──────── MATERIAL SHOWN

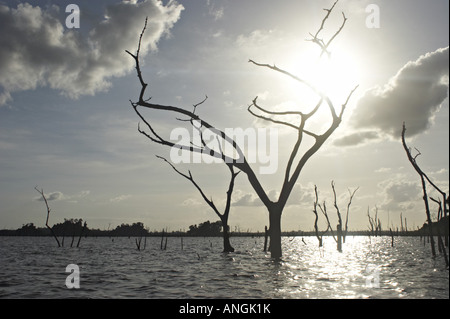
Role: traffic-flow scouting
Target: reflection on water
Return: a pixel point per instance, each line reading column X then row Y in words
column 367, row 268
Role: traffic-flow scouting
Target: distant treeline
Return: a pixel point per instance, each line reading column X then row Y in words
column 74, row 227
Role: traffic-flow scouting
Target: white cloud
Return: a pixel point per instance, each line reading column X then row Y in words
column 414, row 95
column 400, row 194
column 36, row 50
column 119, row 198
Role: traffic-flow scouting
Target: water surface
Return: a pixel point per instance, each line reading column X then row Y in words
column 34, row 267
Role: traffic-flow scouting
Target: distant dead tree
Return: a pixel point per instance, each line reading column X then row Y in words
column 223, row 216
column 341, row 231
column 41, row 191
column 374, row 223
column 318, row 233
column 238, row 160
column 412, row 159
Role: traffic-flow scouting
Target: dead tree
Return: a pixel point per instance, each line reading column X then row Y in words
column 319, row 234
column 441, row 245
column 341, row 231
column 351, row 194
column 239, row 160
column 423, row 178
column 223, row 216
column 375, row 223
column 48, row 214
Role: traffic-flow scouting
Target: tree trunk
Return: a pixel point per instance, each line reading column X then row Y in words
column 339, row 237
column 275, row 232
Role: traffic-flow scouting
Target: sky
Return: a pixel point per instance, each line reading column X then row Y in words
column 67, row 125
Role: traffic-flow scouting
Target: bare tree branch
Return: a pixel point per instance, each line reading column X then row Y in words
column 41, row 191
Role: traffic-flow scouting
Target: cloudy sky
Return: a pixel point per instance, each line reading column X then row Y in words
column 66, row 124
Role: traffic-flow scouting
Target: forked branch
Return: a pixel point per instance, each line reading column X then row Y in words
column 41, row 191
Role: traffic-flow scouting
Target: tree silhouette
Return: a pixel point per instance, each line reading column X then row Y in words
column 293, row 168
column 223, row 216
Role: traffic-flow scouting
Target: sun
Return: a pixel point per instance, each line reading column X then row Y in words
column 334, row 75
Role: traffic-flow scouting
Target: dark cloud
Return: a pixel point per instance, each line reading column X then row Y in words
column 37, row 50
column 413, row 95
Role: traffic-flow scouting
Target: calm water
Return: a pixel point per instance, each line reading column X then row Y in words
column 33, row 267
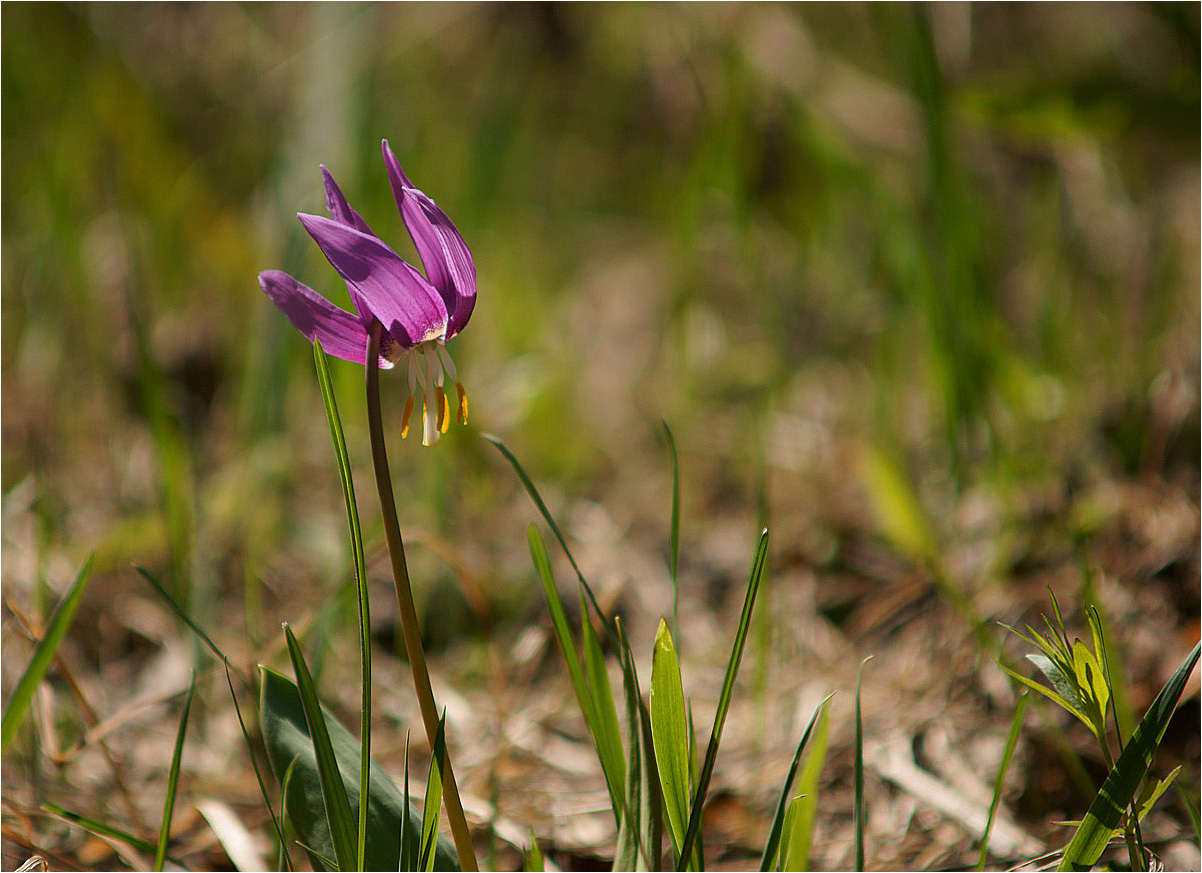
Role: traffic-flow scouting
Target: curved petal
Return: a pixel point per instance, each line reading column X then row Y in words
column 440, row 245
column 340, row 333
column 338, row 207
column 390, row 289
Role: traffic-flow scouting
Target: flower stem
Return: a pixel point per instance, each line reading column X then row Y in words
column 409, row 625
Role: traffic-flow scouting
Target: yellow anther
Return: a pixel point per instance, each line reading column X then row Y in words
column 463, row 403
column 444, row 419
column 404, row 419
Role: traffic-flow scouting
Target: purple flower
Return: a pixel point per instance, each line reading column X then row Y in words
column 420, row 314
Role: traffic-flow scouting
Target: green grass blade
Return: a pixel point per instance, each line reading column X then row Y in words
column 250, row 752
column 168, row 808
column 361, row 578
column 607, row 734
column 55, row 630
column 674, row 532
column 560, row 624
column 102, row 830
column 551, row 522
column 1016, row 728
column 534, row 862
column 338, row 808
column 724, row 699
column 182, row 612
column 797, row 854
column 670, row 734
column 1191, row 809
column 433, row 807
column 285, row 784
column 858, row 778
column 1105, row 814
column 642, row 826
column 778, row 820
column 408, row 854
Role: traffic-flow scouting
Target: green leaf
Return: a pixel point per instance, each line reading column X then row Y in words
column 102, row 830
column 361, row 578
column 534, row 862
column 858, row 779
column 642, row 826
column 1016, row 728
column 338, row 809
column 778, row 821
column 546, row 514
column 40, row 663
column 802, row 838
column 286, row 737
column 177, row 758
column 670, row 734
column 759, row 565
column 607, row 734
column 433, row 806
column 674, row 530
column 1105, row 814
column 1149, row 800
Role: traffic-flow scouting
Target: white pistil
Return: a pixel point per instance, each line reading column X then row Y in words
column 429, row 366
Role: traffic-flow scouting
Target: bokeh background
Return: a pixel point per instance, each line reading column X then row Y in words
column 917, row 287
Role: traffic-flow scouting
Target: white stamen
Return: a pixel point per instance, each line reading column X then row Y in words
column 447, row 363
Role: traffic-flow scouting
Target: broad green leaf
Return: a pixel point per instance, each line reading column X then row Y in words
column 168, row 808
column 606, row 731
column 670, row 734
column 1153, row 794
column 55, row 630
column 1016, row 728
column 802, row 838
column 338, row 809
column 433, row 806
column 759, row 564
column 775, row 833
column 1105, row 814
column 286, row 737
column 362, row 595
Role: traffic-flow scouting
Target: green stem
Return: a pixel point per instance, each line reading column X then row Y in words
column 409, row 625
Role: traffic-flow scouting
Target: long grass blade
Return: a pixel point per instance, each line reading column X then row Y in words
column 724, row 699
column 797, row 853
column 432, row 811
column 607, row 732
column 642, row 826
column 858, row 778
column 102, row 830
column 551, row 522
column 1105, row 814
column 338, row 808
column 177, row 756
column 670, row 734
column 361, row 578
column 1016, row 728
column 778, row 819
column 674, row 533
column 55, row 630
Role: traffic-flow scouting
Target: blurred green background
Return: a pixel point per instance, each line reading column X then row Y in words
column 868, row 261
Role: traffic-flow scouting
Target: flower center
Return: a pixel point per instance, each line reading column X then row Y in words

────────────────
──────── MATERIAL SHOWN

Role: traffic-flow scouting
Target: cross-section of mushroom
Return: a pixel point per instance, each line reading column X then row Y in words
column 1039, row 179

────────────────
──────── MATERIAL SHOWN

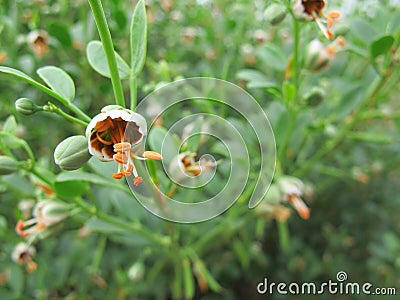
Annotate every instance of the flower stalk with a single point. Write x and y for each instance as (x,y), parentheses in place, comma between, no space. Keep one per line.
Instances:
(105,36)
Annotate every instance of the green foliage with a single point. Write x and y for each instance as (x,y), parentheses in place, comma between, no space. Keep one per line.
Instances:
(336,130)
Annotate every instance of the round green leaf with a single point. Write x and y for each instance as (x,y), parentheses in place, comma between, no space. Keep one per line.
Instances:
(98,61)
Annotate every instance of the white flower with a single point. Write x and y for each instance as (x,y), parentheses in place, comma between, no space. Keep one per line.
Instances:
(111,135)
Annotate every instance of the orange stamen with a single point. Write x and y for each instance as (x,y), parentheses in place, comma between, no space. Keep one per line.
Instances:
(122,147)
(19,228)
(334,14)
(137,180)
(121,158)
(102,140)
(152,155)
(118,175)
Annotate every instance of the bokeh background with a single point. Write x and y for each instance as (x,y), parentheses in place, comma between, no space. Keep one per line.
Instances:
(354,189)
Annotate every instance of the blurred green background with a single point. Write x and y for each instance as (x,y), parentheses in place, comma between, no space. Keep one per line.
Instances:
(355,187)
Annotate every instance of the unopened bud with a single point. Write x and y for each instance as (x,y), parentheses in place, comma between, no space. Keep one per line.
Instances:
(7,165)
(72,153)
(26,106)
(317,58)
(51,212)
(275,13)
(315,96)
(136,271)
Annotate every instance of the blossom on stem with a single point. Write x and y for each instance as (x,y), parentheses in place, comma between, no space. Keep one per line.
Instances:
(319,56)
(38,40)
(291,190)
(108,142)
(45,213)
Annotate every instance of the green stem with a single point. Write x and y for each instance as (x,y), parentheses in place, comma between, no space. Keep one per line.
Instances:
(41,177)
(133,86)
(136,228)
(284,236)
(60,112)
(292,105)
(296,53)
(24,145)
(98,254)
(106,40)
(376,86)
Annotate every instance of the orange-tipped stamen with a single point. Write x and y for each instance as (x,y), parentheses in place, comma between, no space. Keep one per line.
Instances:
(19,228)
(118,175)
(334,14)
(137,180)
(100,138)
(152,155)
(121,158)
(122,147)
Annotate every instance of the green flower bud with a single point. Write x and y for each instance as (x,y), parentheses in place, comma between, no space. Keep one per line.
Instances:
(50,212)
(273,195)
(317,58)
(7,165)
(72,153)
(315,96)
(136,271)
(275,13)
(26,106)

────────────────

▸ WHAT IS EXPECTED: Copy each line of the preceding data that contains the string "background".

▸ OUTPUT OF THE TASK:
Target: bokeh background
Target: blurred green background
Annotate every instance of the bokeh background with a single point. Write x and y for each instance as (x,y), parentheses in place, comma between, no space. Keep one per line.
Annotate every instance of the blurred green background with a single point. Write x and y for each instance as (x,y), parentheses in place, comma between, no space. Keep one per line.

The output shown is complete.